_What to do_.
Please answer these from the text on Docker and microservices:
(a) What is the layered filesystem architecture that Linux containers use called?
(b) How many processes per container does the quoted Docker documentation say to run?
(c) How many Docker hosts does the text say you will probably deploy in production?

* BEGIN Document text *

But compatibility is not the only win; there’s another benefit that is equally, if not more, important when we consider containers versus VM images. Linux containers use a layered filesystem architecture known as union mounting. This allows a great extensibility and reusability not found in conventional VM architectures. With containers, it is trivial to extend your image from the “base image.” If the base image updates, your container will inherit the changes at the next rebuild. Such a layered, inheritable build process promotes a collaborative development, multiplying the efforts of many teams. Centralized registries, discovery services, and community-oriented platforms such as Docker Hub and GitHub further facilitate quick adoption and education in the space.

As a matter of fact, we could easily turn the tables and claim that it is Docker that will be driving the adoption of microservices instead of vice versa. One of the reasons for this claim is that Docker puts significant emphasis on the “Unix philosophy” of shipping containers, i.e., “do one thing, and do it well.” Indeed, this core principle is prominently outlined in the Docker documentation itself:

Run only one process per container. In almost all cases, you should only run a single process in a single container. Decoupling applications into multiple containers makes it much easier to scale horizontally and reuse containers.

Docker documentation

It is clear that with such principles at its core Docker philosophy is much closer to the microservice architecture than a conventional, large monolithic architecture. When you are shooting for “doing one thing” it makes little sense to containerize your entire, huge, enterprise application as a single Docker container. Most certainly you would want to first modularize the application into loosely coupled components that communicate via standard network protocols, which, in essence, is what the microservice architecture delivers. As such, if you start with a goal of containerizing your large and complex application you will likely need a certain level of microservice design in your complex application.

The way we like to look at it, Docker containers and microservice architecture are two ends of the road that lead to the same ultimate goal of continuous delivery and operational efficiency. You may start at either end, as long as the desired goals are achieved.

If you are new to Docker and would like a quick sneak peek at Docker for microservices, you can find one in a blog post Irakli recently published.

The Role of Service Discovery

If you are using Docker containers to package and deploy your microservices, you can use a simple Docker Compose configuration to orchestrate multiple microservices (and their containers) into a coherent application. As long as you are on a single host (server) this configuration will allow multiple microservices to “discover” and communicate with each other. This approach is commonly used in local development and for quick prototyping.

But in production environments, things can get significantly more complicated. Due to reliability and redundancy needs, it is very unlikely that you will be using just one Docker host in production. Instead, you will probably deploy at least three or more Docker hosts, with a number of containers on each one of them.

* END Document text *
* BEGIN Data segment *

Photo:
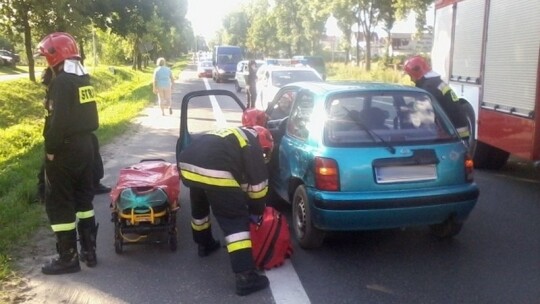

* END Data segment *

_Expected output_.
(a) Union mounting.
(b) Only one process per container.
(c) At least three or more.